-- start --

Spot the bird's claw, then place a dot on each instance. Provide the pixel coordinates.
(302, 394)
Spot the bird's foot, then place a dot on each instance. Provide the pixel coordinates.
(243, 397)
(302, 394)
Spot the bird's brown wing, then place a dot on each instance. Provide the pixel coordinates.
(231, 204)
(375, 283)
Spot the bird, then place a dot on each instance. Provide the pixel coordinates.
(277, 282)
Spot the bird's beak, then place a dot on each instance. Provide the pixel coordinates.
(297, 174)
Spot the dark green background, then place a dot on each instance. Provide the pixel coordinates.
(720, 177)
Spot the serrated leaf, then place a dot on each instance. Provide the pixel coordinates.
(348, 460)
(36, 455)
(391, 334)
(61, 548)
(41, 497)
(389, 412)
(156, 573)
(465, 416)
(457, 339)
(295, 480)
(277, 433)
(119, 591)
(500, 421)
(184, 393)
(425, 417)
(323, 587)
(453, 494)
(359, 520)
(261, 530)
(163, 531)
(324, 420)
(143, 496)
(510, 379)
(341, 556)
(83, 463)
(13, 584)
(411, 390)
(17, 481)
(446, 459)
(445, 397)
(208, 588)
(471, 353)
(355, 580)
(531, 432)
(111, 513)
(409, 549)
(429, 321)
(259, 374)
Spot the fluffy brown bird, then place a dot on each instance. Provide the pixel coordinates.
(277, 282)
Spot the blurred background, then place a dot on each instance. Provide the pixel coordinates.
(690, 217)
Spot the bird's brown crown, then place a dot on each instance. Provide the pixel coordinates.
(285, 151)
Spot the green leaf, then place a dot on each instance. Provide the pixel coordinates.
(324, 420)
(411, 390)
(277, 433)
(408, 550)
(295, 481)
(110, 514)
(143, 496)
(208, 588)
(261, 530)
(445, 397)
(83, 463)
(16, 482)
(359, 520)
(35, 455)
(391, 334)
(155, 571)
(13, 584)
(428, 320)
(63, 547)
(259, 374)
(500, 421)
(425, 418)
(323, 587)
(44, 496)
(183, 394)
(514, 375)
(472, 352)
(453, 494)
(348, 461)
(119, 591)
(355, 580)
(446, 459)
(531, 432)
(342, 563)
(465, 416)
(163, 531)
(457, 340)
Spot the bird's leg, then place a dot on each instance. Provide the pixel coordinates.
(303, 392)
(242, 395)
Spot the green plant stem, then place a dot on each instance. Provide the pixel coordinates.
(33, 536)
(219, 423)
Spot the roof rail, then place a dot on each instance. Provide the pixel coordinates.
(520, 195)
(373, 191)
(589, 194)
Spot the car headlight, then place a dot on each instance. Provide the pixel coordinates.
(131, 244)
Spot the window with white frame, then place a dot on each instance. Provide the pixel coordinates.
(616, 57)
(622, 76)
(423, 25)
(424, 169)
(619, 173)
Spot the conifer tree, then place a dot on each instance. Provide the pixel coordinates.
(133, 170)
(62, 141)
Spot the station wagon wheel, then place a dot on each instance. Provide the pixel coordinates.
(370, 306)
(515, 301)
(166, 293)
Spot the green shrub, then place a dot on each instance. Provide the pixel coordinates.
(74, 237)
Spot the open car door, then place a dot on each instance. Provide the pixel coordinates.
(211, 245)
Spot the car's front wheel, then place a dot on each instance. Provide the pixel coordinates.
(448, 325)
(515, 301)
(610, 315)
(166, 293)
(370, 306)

-- end --

Task to carry out.
Write out all the lines above again, switching "place a dot" to "put a marker" wherever it occurs and leaving everything else unchanged.

In response.
Spot the bird's claw, then put a marker on each instance. Provide the pixel coordinates.
(302, 394)
Spot the bird's foot, then put a marker on each instance. Provide the pixel coordinates.
(243, 397)
(302, 394)
Spot the bird's brown wing, then put a marker on each instance. Provide the pixel coordinates.
(231, 204)
(375, 283)
Spot the bird, then put a marker on each instance. Provide the pixel coordinates.
(277, 282)
Spot the bird's beak, then put a marker on each instance. Provide the pixel coordinates.
(297, 174)
Spot the dark green background, then put a marker on each instance. Provide the pixel coordinates.
(720, 177)
Spot the serrated leaf, then put a marker on each instance. Provide the pixel coordinates.
(348, 460)
(36, 455)
(391, 334)
(61, 548)
(41, 497)
(389, 412)
(156, 573)
(465, 416)
(457, 339)
(295, 480)
(277, 433)
(119, 591)
(500, 421)
(184, 393)
(425, 417)
(323, 587)
(453, 494)
(359, 520)
(261, 530)
(163, 531)
(324, 420)
(143, 496)
(510, 379)
(341, 556)
(83, 463)
(13, 584)
(411, 390)
(17, 481)
(446, 459)
(445, 397)
(208, 588)
(471, 353)
(355, 580)
(531, 432)
(111, 513)
(409, 549)
(429, 321)
(259, 374)
Spot the fluffy brown bird, then put a marker on each instance. Provide the pixel coordinates.
(277, 282)
Spot the blurred background, then put a marker on each instance. Provide the pixel coordinates.
(690, 217)
Spot the bird's brown crown, then put a marker on each instance. Provide the pixel coordinates.
(285, 151)
Spot the green leaf, then put a marker on each instance. Provide the pixel coordinates.
(324, 420)
(411, 390)
(277, 433)
(408, 550)
(295, 481)
(110, 514)
(143, 496)
(208, 588)
(261, 530)
(445, 397)
(83, 463)
(16, 482)
(359, 520)
(35, 455)
(391, 334)
(155, 571)
(13, 584)
(428, 320)
(63, 547)
(259, 374)
(500, 421)
(425, 418)
(323, 587)
(44, 496)
(183, 394)
(514, 375)
(472, 352)
(453, 494)
(348, 461)
(119, 591)
(355, 580)
(446, 459)
(531, 432)
(342, 563)
(465, 416)
(163, 531)
(457, 340)
Spot the bird's leg, then put a marker on each instance. Provide the pixel coordinates.
(303, 392)
(242, 395)
Spot the green plant stem, then put a marker on each instance. Provide the pixel coordinates.
(33, 536)
(219, 423)
Spot the roof rail, then put a marker on each instance. Provide the pixel coordinates.
(520, 195)
(373, 191)
(589, 194)
Spot the car headlight, then put a marker on each instance. Provide the pixel coordinates.
(131, 244)
Spot the window with white frame, then put a marker on each instance. Provide the pixel coordinates.
(616, 57)
(622, 76)
(423, 25)
(424, 169)
(619, 173)
Spot the conifer tree, then put a marker on each instance. Provide the pixel coordinates.
(133, 170)
(62, 141)
Spot the station wagon wheel, then put a marker on each instance. Provide the pixel coordinates.
(370, 306)
(515, 301)
(166, 293)
Spot the green shrub, then put a marker on each instance. Provide the pixel coordinates.
(74, 237)
Spot the open car door, then put a marker on each instance. Provide the pixel coordinates.
(211, 245)
Spot the car's front wheel, then put a marker on each instance. Provide the pixel coordinates.
(448, 325)
(515, 301)
(610, 315)
(166, 293)
(370, 306)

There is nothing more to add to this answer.